▶ [WRITTEN REQUEST] Pull out each line below that contains the string "black" and copy those lines in full. Case counts.

------ AVAILABLE DATA

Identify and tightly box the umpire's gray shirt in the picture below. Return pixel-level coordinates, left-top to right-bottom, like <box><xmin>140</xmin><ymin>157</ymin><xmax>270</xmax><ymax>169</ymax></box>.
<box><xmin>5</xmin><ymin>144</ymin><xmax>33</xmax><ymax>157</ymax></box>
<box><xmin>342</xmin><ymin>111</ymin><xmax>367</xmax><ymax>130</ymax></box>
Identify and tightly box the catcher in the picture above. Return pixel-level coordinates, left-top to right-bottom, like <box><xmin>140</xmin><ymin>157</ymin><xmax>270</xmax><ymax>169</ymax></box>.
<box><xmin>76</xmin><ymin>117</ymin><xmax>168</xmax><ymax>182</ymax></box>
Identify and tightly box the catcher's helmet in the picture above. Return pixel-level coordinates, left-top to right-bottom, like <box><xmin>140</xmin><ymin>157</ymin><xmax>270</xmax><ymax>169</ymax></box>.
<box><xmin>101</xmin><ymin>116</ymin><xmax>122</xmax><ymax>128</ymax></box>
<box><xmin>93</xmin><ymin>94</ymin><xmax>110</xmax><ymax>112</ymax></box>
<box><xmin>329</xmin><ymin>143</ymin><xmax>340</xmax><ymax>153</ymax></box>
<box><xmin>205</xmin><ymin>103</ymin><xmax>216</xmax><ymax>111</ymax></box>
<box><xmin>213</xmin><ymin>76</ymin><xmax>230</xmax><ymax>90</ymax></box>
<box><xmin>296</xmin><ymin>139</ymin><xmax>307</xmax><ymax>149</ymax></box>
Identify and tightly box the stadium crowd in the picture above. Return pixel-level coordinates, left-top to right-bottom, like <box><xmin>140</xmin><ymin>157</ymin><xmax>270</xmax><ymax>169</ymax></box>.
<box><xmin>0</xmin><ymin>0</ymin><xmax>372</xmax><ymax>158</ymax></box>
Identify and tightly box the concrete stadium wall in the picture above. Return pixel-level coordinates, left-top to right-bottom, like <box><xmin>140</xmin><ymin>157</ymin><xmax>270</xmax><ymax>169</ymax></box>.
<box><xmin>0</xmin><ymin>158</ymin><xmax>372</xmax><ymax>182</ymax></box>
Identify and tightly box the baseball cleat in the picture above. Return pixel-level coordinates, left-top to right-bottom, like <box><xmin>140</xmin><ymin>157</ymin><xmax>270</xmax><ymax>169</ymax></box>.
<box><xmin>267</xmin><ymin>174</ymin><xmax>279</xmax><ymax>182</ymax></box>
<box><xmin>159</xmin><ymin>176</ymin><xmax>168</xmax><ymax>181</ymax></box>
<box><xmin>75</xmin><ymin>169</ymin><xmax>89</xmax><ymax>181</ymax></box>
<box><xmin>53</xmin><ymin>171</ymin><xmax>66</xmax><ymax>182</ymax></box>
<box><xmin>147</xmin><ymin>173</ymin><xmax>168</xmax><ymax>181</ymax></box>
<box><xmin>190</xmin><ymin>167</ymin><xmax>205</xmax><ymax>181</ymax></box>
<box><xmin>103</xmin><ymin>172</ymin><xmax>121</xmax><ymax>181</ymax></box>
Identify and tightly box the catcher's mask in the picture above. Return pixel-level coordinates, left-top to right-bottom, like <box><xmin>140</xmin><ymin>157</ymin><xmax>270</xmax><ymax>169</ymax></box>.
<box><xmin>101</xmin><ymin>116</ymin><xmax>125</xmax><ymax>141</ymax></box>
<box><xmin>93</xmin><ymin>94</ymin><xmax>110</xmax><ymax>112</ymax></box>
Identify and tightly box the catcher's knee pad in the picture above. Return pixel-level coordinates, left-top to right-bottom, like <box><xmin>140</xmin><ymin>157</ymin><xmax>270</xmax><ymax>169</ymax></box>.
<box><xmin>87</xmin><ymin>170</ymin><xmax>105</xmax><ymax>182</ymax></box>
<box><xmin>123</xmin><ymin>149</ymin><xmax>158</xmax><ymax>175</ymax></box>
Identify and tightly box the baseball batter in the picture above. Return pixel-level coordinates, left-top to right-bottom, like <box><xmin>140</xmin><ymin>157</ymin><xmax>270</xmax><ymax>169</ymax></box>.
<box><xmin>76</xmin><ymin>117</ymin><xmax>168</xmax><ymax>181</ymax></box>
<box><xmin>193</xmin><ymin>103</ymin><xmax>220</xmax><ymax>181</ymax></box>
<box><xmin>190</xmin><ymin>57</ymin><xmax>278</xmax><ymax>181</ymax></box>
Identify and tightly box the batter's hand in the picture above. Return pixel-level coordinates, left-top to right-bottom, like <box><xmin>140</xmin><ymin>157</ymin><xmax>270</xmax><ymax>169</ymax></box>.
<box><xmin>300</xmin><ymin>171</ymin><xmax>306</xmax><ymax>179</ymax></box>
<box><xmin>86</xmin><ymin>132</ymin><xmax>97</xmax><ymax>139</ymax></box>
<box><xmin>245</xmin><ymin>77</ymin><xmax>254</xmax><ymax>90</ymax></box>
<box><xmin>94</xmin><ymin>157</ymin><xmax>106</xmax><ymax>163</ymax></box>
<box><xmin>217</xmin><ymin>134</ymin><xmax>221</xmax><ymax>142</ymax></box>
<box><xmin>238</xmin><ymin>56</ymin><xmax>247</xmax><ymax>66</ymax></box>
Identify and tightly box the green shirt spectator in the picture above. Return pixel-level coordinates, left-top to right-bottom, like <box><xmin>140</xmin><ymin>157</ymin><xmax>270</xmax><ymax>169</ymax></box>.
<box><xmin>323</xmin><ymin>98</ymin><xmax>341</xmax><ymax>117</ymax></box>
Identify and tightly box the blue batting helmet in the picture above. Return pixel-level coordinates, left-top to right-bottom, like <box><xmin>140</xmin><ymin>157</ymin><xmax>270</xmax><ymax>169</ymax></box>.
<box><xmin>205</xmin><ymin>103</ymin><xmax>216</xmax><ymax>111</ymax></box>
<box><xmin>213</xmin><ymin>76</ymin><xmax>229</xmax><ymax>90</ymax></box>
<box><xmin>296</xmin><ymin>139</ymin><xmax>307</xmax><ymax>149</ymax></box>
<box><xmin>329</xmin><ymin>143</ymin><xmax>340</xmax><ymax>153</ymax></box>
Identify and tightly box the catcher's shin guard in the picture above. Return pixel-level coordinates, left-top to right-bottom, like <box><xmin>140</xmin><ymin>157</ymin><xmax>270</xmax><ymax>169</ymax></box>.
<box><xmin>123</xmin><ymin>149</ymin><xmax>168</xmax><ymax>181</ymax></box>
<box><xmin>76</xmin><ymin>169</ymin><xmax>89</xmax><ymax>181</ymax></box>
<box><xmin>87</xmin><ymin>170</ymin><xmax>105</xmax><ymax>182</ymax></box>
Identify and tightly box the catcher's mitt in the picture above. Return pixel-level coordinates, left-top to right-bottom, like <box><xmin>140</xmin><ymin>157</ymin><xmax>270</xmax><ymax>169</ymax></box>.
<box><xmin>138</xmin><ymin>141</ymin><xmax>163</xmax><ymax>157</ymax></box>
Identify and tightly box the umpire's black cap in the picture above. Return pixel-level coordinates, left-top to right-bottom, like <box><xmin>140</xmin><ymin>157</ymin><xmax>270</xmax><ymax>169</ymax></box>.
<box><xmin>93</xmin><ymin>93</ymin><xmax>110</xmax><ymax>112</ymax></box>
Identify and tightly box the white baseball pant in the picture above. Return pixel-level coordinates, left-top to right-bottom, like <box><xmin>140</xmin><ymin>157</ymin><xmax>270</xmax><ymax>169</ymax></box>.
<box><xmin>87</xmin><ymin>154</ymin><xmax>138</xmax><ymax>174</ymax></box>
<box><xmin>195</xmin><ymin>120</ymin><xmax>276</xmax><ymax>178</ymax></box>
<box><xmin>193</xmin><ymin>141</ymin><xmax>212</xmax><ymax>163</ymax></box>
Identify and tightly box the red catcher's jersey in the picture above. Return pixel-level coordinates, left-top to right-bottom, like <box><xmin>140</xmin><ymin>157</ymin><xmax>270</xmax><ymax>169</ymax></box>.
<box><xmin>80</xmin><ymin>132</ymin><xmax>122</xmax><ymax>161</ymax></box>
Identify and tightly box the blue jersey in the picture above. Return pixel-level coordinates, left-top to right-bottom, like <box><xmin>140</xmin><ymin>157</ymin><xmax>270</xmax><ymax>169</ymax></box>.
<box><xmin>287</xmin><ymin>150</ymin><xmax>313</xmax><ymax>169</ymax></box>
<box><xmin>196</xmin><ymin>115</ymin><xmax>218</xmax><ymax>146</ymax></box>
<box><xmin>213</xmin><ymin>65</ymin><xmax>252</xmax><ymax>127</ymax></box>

------------

▶ [THE RESULT]
Identify and tightly box the umpire's black cap in the picture above. Return pixel-level coordinates, left-top to right-bottom, like <box><xmin>140</xmin><ymin>157</ymin><xmax>270</xmax><ymax>169</ymax></box>.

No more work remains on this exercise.